## START DATA PROVIDED

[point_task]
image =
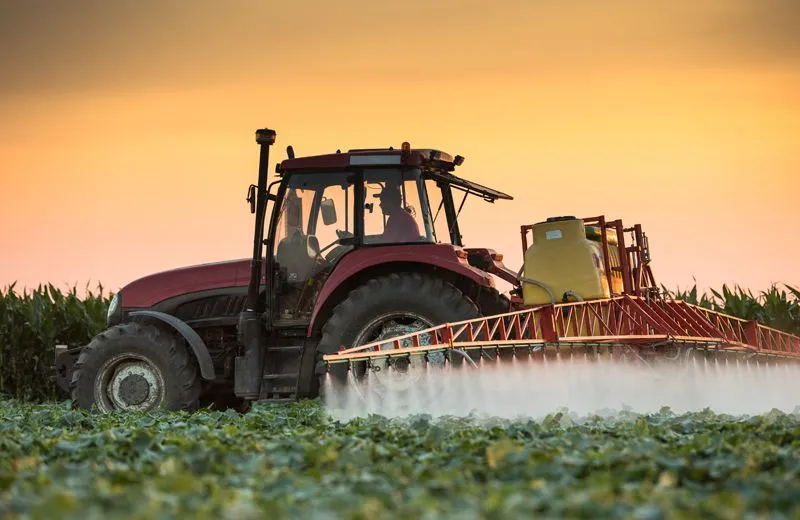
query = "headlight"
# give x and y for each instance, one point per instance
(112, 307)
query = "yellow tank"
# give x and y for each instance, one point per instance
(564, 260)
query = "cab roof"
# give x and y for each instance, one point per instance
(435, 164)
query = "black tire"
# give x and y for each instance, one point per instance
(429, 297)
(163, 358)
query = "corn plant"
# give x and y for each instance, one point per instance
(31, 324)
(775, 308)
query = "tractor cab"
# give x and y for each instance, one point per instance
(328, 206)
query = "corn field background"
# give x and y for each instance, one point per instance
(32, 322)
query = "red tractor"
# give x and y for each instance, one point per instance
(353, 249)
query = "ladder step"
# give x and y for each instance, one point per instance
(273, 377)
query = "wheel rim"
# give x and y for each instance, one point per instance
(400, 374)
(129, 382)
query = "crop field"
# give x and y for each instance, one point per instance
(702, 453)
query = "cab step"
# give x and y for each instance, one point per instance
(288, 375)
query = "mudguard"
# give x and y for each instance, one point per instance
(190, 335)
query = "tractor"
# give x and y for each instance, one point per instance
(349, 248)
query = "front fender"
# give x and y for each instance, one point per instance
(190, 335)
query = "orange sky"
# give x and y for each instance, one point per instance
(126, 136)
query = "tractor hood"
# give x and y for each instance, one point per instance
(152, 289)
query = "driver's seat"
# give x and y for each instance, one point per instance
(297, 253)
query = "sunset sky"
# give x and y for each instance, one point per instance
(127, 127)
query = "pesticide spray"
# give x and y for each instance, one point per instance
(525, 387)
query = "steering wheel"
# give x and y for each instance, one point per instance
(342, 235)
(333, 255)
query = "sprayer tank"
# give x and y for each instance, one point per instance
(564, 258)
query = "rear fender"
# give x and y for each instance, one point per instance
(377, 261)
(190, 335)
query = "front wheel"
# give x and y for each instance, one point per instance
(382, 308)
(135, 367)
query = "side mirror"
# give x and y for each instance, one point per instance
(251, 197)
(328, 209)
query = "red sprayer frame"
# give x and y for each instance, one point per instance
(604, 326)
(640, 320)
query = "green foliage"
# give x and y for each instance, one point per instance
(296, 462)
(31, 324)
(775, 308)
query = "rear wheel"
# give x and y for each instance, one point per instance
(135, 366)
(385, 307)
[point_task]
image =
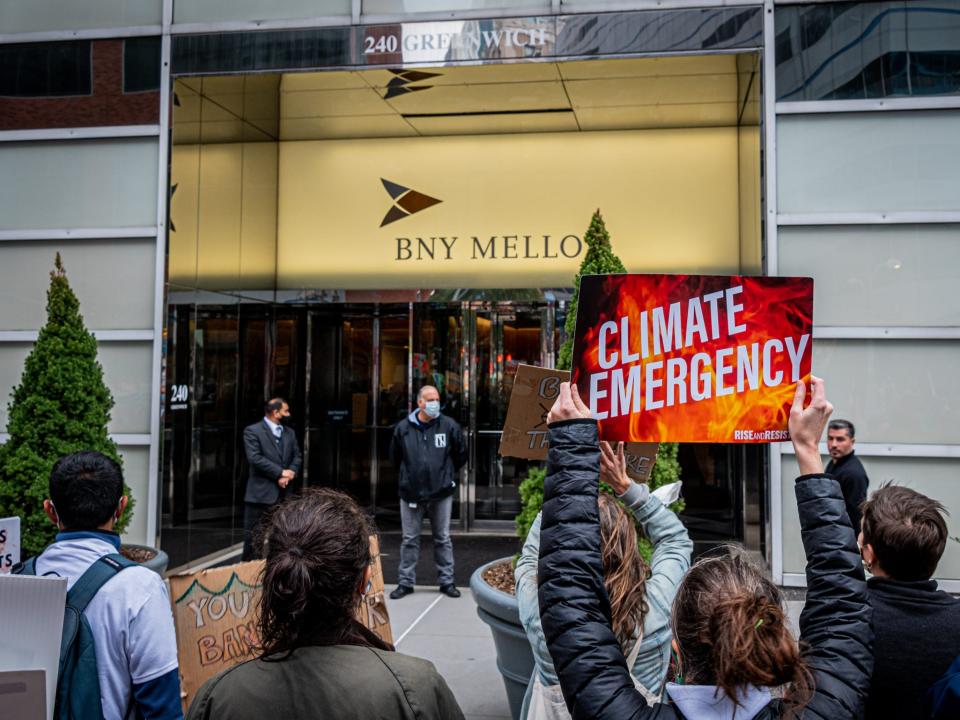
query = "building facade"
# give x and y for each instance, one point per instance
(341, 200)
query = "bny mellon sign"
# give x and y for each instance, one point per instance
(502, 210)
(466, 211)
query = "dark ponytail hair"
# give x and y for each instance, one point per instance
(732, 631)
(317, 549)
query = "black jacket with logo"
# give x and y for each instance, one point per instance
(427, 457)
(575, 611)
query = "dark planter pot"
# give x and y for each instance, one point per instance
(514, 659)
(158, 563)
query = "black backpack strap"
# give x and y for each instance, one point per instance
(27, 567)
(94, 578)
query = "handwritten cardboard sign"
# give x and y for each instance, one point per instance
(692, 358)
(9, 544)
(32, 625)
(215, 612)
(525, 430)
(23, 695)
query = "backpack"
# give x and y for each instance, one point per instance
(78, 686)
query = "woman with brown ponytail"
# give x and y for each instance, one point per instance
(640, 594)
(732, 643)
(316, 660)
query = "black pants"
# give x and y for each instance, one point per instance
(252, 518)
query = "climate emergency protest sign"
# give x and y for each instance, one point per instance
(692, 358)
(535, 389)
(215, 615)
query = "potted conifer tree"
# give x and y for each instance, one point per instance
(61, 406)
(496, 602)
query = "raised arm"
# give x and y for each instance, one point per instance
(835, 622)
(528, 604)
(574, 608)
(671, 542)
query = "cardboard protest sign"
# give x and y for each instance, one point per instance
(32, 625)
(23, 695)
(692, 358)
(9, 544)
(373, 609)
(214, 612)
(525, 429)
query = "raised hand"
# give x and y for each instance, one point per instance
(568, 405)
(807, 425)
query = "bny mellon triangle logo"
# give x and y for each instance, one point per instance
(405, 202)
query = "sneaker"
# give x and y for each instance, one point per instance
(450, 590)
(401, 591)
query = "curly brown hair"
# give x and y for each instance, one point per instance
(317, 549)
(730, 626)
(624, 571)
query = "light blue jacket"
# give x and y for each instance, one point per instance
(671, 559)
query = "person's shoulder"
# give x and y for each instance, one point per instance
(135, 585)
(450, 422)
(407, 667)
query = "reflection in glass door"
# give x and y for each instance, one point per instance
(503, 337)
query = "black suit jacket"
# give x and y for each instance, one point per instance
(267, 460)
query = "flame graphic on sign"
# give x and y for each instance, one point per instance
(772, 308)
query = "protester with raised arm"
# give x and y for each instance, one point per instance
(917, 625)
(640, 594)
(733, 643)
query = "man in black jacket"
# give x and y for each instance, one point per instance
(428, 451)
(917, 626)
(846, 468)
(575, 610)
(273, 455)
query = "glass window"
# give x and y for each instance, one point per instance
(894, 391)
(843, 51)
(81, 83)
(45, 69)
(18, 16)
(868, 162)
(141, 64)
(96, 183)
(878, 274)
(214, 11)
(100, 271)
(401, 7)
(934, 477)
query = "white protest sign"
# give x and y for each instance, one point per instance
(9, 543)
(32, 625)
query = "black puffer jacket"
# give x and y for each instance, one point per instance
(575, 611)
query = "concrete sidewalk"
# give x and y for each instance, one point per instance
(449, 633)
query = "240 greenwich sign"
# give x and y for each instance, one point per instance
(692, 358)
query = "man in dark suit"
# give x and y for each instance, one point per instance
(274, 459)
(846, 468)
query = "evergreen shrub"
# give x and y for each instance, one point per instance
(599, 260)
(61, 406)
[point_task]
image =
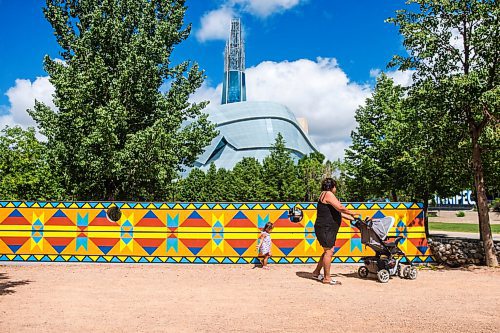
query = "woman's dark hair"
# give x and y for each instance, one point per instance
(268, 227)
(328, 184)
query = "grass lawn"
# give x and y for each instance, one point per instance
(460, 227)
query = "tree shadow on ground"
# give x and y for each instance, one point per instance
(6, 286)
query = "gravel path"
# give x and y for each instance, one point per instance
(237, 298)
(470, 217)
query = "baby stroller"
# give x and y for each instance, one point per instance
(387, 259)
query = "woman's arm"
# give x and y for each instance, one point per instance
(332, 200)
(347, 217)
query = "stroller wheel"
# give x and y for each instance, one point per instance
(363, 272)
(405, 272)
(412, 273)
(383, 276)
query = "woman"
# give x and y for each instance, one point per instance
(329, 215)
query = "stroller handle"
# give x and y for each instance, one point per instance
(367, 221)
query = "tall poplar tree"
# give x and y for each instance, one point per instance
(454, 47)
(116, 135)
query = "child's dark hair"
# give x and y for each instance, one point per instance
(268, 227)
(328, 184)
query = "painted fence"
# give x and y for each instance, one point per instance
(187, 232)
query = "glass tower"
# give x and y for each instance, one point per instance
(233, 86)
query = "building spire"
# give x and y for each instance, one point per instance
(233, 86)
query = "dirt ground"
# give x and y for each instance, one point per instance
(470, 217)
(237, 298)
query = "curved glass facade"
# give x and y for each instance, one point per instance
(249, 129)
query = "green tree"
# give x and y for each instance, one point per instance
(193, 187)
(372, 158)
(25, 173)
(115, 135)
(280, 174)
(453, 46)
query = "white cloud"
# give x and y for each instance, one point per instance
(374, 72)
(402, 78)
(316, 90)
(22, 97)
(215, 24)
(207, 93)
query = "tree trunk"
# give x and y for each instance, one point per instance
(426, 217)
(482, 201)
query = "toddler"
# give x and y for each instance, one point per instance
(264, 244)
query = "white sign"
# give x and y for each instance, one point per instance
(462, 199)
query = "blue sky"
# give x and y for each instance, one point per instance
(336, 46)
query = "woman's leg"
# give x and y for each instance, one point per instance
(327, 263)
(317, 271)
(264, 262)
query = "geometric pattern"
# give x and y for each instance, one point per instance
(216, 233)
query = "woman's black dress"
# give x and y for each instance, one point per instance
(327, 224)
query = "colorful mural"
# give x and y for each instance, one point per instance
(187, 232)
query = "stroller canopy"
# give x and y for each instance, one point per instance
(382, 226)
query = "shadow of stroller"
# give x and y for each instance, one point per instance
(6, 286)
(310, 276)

## END DATA PROVIDED
## START DATA PROVIDED

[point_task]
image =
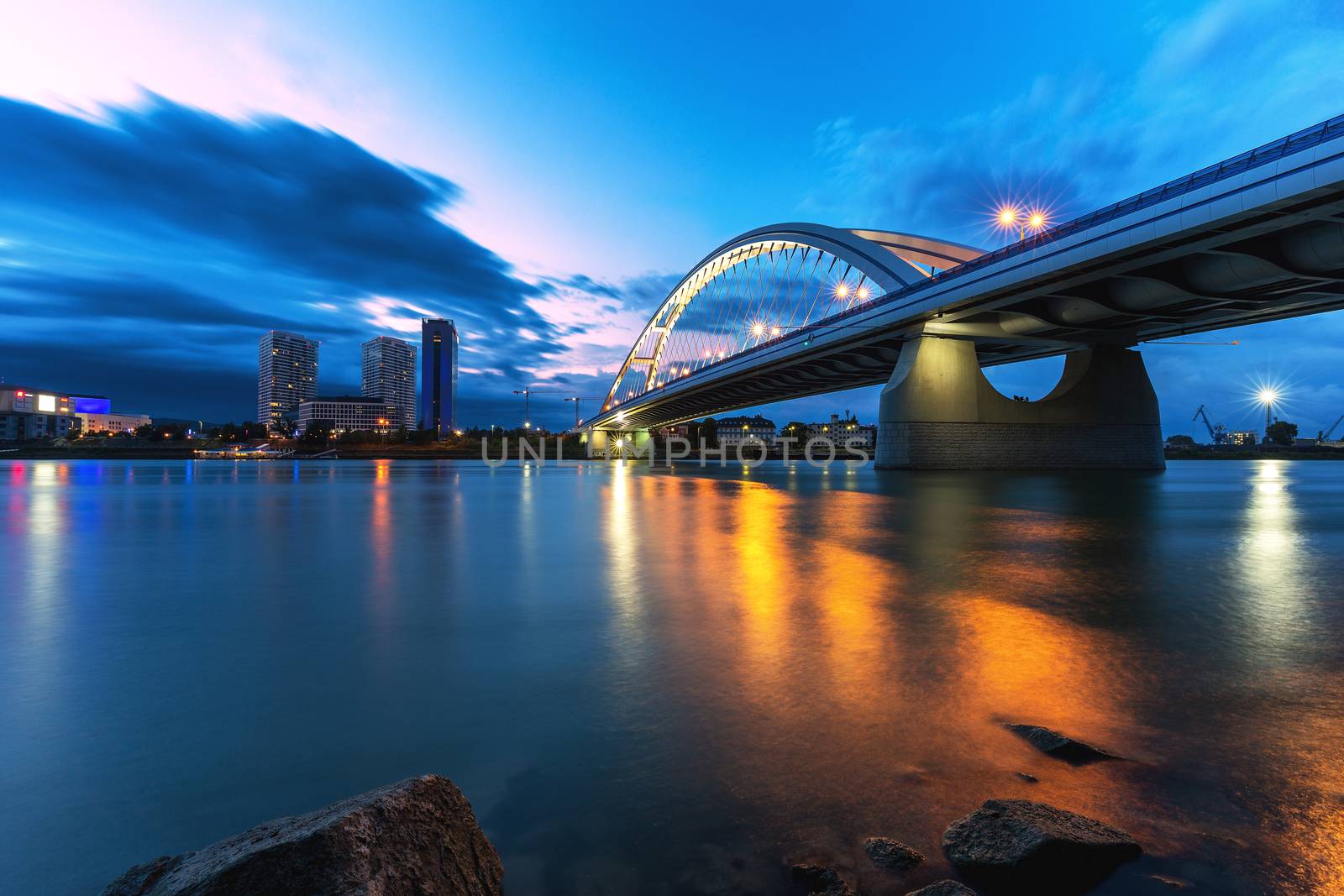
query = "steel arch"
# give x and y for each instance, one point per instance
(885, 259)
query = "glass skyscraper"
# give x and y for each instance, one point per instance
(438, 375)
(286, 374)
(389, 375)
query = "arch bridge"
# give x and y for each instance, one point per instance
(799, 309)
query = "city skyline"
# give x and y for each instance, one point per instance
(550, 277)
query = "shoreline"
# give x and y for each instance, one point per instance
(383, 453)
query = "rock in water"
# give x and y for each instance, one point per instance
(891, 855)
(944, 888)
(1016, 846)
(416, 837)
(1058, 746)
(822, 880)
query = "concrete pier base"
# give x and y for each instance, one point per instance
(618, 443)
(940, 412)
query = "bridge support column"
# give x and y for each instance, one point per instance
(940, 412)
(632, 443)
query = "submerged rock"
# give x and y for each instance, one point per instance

## END DATA PROVIDED

(TASK INSTRUCTIONS) Which lines of the rows above contain the string "jacket"? Report each such line in full.

(PROBLEM SOLUTION)
query = "black jacket with logo"
query = "light blue jacket"
query = "black suit jacket"
query = "man in black jacket"
query = "black puffer jacket"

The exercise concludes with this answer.